> [Text section]
#####
Saravia is right. Without the help of commercial products, a home popper can't replicate the "butter" (which really is partially hydrogenated soybean oil with butter flavoring), or the neon yellow salt seasoning (of which salt is just one component).
"There is so much chemistry involved," said Wendy Boersema Rappel, spokeswoman for the American Popcorn Board (www.popcorn.org). "With all the flavorings and oils they use, if you went into a lab you could make it. But it's not a taste that you can duplicate or come close to replicating at home."
Or can you? Americans consume 17 billion quarts of popcorn a year. Much of that is eaten at home, and much of that is microwaved. But no matter what the packaging tells you, the microwave never will get you that taste and crunch that movie goers crave.
For that, some serious rethinking of ingredients and technique is needed.
#####
> [Dataset entries]
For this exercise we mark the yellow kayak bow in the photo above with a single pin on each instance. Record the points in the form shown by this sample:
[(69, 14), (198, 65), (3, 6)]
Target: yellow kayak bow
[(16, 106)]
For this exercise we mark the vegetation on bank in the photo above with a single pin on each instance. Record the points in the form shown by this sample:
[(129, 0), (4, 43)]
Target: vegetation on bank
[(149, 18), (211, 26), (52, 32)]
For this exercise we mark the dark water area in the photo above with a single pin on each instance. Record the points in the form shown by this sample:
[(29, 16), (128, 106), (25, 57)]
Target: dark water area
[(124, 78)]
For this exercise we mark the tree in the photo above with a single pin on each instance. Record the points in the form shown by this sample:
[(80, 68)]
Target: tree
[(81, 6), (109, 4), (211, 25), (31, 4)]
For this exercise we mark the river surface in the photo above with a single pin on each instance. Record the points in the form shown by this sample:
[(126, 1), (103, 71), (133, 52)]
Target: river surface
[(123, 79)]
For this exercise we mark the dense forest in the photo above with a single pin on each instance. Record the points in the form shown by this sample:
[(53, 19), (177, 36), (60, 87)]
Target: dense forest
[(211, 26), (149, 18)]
#####
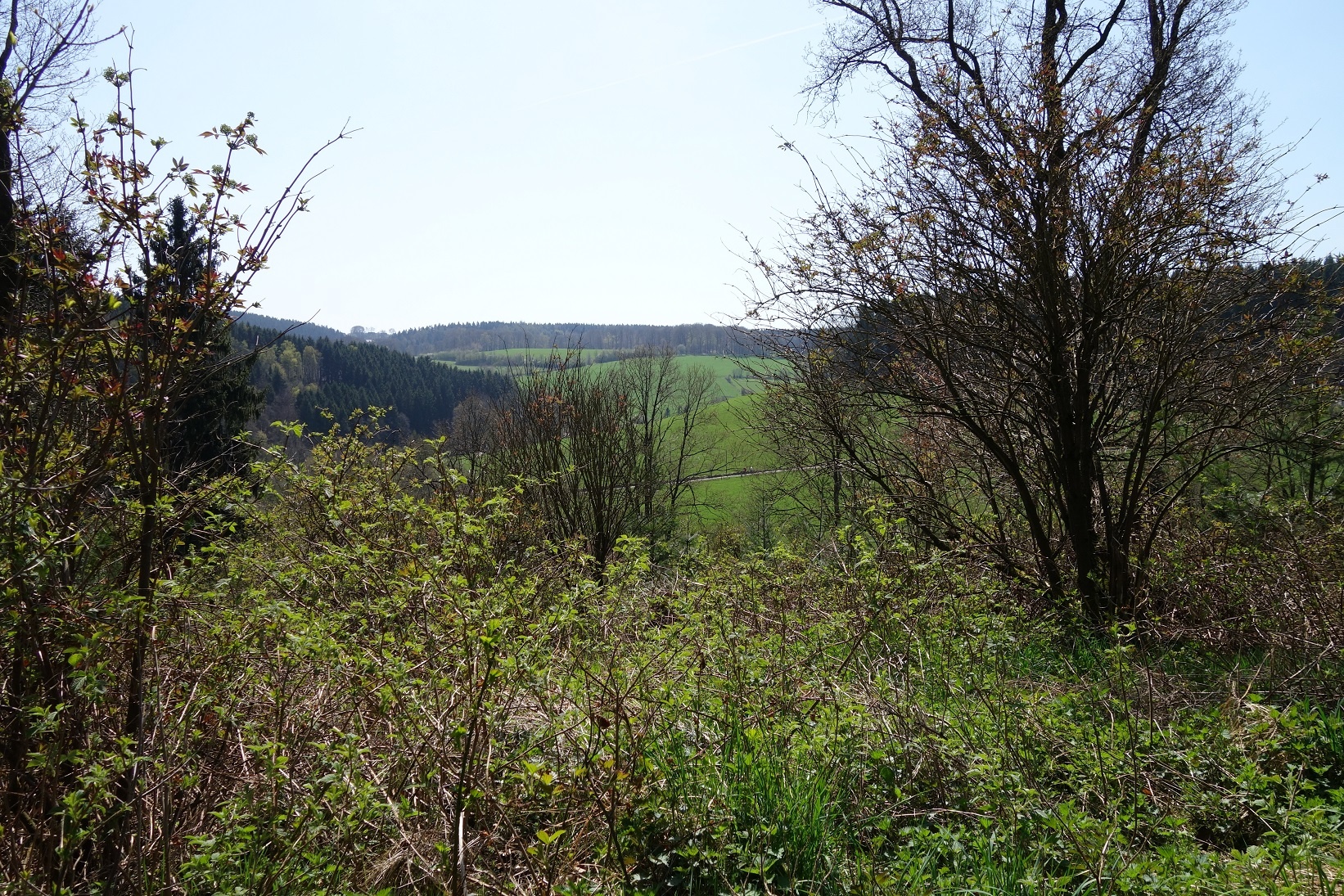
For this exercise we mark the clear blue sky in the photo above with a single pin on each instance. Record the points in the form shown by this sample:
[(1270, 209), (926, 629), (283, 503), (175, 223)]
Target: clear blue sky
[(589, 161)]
#####
> [What you need to do]
- A) Which people and organizations does the popcorn article name? List every one.
- B) Write a continuation of the popcorn article, starting right after its last sentence.

> [In response]
- A) Saravia; Wendy Boersema Rappel; American Popcorn Board

- B)
The Corn
Start with the kernels. Theaters generally use the American yellow or white kernel, though true popcorn connoisseurs will insist on white, believing it to be more flavorful, said Tracy Boever, spokeswoman for The American Pop Corn Co., which markets Jolly Time popcorn.
Storage is equally important. The key to successful popcorn is the roughly 13 percent moisture inside each kernel, which makes it explode under heat. Lose the moisture and you've got duds, or what the popcorn industry calls Old Maids.
This is why kernels should be stored in airtight containers. And never put kernels in the refrigerator, which can dry them out.
The Cooking Oil
Good popcorn involves two types of fat — one for cooking, a second for topping. Popcorn experts say most theaters rely on coconut oil for the distinct flavor and aroma that draws people in.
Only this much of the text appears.